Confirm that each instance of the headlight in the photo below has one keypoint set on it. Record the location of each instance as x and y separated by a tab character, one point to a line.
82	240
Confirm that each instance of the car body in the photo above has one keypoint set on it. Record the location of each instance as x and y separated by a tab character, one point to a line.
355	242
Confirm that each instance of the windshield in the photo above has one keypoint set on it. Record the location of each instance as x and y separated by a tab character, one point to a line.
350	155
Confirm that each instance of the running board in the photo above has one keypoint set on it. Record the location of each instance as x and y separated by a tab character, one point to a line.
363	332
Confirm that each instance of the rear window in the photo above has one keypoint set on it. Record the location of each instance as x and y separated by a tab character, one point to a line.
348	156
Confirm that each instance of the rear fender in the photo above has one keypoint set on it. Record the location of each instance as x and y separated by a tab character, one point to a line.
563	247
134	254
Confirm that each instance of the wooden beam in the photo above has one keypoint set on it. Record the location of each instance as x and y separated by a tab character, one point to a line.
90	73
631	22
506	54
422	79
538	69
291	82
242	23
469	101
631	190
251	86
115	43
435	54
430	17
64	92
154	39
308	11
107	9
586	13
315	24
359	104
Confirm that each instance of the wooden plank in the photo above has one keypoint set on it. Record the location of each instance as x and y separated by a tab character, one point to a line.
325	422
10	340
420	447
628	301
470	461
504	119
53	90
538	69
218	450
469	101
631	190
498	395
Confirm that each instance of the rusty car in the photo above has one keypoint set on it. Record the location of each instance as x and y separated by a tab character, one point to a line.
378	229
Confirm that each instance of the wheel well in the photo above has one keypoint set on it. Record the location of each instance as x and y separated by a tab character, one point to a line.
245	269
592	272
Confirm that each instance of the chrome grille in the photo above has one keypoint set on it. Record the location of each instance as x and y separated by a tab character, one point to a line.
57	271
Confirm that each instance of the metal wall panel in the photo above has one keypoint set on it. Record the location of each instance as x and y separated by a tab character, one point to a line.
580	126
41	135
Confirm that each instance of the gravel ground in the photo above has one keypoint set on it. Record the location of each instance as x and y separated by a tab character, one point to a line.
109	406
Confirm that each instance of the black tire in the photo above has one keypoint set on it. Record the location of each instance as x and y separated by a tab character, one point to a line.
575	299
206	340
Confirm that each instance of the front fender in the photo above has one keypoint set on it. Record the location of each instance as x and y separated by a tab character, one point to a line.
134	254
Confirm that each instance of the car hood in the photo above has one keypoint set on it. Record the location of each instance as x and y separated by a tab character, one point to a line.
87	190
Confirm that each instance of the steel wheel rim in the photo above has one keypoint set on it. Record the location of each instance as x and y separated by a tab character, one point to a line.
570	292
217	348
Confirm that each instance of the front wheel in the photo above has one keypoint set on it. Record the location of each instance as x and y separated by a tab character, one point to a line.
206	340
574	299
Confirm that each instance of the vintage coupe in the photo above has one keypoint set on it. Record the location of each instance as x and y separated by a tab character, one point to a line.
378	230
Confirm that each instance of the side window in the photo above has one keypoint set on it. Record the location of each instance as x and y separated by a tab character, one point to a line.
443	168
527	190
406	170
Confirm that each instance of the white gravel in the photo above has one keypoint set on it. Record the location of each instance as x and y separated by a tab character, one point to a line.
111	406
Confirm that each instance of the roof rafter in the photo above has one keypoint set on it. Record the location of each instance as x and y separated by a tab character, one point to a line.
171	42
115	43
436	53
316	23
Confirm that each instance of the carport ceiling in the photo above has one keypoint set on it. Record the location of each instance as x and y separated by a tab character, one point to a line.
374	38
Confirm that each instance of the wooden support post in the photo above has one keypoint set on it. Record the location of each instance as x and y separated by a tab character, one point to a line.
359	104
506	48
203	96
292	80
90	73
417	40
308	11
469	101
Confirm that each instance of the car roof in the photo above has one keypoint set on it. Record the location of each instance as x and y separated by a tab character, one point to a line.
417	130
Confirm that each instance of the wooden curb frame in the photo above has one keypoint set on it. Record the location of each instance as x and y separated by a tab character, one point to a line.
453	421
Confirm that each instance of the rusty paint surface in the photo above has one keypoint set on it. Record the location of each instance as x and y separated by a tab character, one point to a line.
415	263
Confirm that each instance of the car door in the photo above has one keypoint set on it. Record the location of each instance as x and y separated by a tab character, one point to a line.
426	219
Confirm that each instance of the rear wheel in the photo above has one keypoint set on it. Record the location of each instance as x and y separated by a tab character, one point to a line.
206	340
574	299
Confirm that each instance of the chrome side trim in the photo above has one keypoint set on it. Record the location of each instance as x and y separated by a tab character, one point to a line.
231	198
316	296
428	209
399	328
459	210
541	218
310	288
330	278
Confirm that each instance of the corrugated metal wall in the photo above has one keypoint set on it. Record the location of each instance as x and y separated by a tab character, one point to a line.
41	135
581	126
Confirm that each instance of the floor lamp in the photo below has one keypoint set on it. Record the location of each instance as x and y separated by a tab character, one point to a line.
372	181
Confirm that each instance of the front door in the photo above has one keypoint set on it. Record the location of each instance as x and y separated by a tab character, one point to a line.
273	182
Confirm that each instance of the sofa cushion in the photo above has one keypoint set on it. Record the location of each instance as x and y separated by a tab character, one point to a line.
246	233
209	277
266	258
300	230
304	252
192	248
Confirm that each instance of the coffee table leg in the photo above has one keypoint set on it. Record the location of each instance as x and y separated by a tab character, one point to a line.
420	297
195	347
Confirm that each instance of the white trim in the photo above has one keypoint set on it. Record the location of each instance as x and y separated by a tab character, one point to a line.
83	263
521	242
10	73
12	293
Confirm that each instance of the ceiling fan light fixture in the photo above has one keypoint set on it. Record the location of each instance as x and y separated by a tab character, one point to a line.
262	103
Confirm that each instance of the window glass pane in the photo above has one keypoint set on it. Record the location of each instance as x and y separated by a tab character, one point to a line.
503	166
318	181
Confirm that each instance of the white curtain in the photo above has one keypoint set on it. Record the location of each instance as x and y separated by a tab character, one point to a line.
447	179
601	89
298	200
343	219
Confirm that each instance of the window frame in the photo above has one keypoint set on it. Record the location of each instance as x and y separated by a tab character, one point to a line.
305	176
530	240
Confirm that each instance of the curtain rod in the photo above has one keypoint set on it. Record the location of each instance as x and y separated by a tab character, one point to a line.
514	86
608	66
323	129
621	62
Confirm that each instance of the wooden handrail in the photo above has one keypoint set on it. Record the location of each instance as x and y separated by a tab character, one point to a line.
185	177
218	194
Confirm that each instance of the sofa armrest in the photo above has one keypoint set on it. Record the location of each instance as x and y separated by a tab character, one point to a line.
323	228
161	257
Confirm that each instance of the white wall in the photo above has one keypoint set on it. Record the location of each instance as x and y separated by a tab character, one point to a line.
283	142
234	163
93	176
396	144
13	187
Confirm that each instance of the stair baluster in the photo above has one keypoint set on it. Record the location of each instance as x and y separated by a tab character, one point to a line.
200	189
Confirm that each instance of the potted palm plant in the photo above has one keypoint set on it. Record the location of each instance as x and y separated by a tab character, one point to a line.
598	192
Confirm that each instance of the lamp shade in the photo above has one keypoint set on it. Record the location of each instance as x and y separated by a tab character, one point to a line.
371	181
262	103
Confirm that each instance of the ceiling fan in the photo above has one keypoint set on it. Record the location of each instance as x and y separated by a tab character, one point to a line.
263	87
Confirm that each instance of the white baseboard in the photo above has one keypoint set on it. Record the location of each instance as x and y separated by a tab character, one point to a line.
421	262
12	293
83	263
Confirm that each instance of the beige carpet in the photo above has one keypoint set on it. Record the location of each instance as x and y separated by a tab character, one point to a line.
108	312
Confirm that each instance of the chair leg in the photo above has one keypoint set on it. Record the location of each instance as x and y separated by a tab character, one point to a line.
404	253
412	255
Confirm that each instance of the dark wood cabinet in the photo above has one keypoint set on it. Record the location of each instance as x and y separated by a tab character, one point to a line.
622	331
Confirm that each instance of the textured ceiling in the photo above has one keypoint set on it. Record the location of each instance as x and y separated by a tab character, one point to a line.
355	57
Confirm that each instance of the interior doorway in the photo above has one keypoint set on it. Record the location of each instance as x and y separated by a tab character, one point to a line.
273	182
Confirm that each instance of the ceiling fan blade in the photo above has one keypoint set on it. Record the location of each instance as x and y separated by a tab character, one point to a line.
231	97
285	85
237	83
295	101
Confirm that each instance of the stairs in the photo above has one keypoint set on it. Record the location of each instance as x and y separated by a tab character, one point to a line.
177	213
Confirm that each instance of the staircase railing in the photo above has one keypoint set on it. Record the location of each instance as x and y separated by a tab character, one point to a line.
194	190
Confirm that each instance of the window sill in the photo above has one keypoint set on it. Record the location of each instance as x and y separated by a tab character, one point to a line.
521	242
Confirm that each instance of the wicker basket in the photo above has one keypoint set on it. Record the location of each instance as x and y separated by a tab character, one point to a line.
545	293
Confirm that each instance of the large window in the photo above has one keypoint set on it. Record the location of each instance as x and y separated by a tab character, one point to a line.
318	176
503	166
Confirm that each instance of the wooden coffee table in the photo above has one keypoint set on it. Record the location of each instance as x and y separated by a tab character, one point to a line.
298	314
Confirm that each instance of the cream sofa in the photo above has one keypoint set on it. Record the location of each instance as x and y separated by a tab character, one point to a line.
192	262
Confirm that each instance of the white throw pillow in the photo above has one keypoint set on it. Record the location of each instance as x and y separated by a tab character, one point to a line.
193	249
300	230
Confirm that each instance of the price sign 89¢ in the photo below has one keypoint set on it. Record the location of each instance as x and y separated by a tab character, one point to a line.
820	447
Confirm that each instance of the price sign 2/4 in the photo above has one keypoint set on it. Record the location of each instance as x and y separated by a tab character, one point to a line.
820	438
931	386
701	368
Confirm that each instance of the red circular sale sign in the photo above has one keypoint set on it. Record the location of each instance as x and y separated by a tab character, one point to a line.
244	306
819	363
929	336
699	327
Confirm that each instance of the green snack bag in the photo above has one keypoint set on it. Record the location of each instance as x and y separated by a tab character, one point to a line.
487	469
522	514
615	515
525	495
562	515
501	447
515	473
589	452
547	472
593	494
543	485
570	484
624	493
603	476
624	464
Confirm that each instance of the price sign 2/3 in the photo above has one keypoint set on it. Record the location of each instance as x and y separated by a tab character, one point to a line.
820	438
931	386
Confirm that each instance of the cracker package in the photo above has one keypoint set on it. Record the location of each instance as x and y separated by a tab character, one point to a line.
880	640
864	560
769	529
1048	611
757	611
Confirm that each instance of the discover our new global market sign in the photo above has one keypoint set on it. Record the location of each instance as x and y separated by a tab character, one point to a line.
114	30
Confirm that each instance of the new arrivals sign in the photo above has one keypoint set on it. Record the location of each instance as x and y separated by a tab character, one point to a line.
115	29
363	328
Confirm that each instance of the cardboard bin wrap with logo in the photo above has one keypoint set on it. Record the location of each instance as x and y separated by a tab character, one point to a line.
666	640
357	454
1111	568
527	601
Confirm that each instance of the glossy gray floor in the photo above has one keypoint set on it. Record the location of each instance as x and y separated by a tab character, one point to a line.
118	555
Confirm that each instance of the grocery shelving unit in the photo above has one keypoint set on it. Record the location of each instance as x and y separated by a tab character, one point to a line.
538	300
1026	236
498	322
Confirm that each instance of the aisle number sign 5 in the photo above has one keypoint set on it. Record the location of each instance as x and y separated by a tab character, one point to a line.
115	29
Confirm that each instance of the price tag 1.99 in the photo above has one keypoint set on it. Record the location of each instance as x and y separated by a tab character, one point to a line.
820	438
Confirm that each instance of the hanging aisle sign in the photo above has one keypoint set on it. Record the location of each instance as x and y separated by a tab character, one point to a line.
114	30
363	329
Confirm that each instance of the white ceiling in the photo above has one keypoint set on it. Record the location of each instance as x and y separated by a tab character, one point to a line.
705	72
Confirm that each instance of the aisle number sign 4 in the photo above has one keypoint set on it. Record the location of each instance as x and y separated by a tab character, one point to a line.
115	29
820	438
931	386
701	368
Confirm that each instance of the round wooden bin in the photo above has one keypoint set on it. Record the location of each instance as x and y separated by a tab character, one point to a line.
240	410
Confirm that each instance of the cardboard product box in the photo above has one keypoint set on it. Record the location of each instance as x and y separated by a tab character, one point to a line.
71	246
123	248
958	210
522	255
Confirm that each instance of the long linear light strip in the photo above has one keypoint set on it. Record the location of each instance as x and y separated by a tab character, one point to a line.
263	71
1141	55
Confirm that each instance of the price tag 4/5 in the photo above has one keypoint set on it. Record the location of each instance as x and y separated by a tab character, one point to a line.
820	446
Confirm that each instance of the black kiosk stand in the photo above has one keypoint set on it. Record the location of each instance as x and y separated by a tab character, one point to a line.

## Task to complete
Your answer should consist only of the lines from the one with "Confirm that each instance of the long" through the end of the data above, reproduced exactly.

## Solution for this problem
Confirm that each instance of the long linear light strip in the photo above has one keypoint set on it. Record the location of each instance as x and y separated by a tab character, one point to a line.
263	71
1141	55
Confirm that each instance of the price tag 4/5 in the photo above has one keypoint set on it. Record the location of each instance as x and y separated by a tab character, one point to a line.
820	446
Confirm that each instance of the black kiosk stand in the photo above has one keypoint set on it. Record the location of each instance as x and y separated by a tab character, one point to a line.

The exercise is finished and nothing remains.